## Assignment:
Start at the line that contains "For this dataset, tag each instance of the blue". Repeat it and each line after it, exactly, up to and including the final line of the data.

## Records supplied:
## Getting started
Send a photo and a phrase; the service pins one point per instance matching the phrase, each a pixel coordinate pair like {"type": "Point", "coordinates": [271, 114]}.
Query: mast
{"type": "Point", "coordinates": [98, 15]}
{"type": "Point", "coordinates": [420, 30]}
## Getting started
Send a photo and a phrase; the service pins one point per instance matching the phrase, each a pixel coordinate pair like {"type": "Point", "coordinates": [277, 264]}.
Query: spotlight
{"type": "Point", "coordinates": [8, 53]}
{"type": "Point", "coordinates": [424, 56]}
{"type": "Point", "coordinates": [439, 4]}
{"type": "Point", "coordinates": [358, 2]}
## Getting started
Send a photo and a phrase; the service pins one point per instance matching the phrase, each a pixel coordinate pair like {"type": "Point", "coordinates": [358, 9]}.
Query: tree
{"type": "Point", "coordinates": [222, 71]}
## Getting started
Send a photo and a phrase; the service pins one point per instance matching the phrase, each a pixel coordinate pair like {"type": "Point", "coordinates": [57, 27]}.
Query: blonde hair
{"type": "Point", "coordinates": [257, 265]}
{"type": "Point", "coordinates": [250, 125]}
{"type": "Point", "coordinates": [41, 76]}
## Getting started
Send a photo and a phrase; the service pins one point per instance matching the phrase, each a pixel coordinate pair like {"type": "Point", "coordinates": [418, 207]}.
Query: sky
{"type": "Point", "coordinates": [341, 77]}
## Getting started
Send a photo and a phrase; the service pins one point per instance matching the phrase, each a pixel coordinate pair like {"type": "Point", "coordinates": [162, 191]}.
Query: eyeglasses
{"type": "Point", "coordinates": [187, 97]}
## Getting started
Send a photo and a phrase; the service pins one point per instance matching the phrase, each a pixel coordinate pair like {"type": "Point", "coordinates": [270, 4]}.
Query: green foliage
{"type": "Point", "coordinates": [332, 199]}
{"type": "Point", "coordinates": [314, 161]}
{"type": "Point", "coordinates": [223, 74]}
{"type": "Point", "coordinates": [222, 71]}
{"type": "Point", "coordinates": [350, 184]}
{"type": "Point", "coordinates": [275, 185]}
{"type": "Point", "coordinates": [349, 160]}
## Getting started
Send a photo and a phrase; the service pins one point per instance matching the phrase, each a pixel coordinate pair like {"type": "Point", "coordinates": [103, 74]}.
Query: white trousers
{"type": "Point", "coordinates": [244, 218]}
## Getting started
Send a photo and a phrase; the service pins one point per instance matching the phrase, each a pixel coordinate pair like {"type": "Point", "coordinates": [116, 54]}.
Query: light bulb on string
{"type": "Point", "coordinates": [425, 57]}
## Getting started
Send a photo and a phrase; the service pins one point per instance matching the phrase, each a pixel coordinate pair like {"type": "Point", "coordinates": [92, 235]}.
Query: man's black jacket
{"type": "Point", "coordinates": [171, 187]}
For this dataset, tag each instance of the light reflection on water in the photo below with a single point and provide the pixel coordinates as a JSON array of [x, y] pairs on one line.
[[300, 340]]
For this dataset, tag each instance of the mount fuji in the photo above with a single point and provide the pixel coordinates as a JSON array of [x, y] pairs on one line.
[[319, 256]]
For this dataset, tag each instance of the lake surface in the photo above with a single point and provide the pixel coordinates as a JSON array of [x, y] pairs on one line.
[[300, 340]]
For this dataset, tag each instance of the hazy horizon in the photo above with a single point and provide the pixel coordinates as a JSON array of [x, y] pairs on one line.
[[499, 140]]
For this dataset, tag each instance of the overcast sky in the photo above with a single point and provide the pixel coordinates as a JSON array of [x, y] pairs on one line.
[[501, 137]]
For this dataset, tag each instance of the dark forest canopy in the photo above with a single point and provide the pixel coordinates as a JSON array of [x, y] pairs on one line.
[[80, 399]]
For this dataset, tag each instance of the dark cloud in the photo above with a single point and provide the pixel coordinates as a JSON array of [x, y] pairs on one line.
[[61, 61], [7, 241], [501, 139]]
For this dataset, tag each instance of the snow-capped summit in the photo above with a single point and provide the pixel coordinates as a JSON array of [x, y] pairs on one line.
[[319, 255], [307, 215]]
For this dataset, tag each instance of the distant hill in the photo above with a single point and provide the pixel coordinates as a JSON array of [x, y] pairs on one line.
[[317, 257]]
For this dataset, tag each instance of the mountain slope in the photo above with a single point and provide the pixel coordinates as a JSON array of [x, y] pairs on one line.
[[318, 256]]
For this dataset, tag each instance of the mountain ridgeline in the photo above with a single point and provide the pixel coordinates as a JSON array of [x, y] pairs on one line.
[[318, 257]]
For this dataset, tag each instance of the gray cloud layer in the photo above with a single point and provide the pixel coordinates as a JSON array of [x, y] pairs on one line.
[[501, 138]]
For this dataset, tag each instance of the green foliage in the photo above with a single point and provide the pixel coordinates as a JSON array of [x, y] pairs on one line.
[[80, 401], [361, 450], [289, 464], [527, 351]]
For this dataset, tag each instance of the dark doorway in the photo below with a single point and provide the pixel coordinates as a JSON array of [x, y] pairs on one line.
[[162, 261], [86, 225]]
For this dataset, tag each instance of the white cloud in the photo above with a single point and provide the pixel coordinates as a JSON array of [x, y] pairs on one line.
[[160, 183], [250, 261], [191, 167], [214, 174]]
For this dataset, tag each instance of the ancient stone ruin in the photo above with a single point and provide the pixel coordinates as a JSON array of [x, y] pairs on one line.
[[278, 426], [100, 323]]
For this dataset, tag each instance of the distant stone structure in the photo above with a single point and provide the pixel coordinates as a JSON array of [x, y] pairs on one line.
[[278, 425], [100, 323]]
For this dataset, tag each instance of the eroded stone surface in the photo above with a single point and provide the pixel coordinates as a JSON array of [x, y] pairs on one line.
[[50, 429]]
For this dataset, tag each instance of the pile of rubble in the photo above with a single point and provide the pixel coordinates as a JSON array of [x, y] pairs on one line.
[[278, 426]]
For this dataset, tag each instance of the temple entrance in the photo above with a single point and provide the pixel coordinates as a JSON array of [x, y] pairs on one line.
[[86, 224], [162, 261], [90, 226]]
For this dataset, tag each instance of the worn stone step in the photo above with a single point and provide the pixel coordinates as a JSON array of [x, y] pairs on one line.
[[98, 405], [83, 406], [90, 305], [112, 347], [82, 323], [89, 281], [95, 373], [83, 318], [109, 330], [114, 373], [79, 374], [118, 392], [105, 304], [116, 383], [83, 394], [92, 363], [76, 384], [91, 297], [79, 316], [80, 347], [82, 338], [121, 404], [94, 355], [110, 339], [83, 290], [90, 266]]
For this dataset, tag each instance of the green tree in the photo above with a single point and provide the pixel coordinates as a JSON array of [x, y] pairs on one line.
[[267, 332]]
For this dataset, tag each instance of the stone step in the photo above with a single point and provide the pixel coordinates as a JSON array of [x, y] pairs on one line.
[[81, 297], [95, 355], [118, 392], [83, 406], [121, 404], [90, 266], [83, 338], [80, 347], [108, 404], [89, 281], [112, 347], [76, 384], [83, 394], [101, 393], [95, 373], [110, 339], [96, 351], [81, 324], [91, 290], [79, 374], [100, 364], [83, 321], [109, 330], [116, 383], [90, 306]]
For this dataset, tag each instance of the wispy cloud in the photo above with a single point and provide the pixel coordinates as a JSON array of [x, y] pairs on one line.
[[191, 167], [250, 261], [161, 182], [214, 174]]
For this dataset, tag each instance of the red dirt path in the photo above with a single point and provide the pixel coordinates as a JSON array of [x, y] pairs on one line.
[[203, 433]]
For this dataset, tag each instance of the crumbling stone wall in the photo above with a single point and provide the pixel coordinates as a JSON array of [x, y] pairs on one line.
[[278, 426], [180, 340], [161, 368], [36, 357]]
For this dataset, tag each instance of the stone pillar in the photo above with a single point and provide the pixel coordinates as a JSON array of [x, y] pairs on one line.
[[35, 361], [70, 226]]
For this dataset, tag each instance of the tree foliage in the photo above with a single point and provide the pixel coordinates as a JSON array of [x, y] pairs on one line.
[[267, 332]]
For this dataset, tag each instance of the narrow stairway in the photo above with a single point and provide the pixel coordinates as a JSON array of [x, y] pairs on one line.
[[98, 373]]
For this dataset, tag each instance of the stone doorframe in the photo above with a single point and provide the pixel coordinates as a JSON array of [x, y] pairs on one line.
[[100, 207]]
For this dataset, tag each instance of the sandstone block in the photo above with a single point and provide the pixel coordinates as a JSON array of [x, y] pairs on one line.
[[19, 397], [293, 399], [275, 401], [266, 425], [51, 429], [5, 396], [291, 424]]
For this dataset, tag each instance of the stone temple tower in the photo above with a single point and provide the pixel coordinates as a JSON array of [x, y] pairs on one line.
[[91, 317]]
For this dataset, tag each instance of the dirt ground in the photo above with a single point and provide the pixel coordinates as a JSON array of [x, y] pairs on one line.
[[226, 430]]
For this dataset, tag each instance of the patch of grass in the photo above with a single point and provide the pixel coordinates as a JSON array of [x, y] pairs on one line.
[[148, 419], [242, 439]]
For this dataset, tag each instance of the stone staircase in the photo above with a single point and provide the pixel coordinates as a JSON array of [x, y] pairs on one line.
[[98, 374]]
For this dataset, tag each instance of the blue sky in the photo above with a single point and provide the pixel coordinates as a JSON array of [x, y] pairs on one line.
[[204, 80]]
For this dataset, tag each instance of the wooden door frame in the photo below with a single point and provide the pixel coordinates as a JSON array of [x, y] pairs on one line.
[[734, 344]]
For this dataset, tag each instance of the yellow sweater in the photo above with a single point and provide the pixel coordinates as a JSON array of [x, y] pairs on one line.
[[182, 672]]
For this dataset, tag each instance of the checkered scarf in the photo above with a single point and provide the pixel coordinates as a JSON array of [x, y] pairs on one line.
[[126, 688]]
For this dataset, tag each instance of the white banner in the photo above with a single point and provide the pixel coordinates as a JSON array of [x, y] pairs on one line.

## Task response:
For this dataset, tag each instance of the blue sky in the photo above with a single point and provide the pixel coordinates as a JSON array of [x, y] pairs on one line.
[[204, 80]]
For this dataset, tag each instance of the wooden door frame in the photo below with a single point and provide the pixel coordinates as a JSON array of [x, y] pairs on one line.
[[734, 344]]
For this dataset, tag each instance of the yellow sweater in the photo above with a single point and provide the pixel coordinates as a JSON array of [x, y] pairs on one line.
[[182, 672]]
For this dataset, tag each instance of the checkered scarf in the photo above with a single point and provide the pixel coordinates as a JSON array of [x, y] pairs on one line.
[[126, 688]]
For this dataset, tag each instance of the white banner in the photo above with a single point and provide the pixel coordinates as a JSON array of [x, y] pairs on one line.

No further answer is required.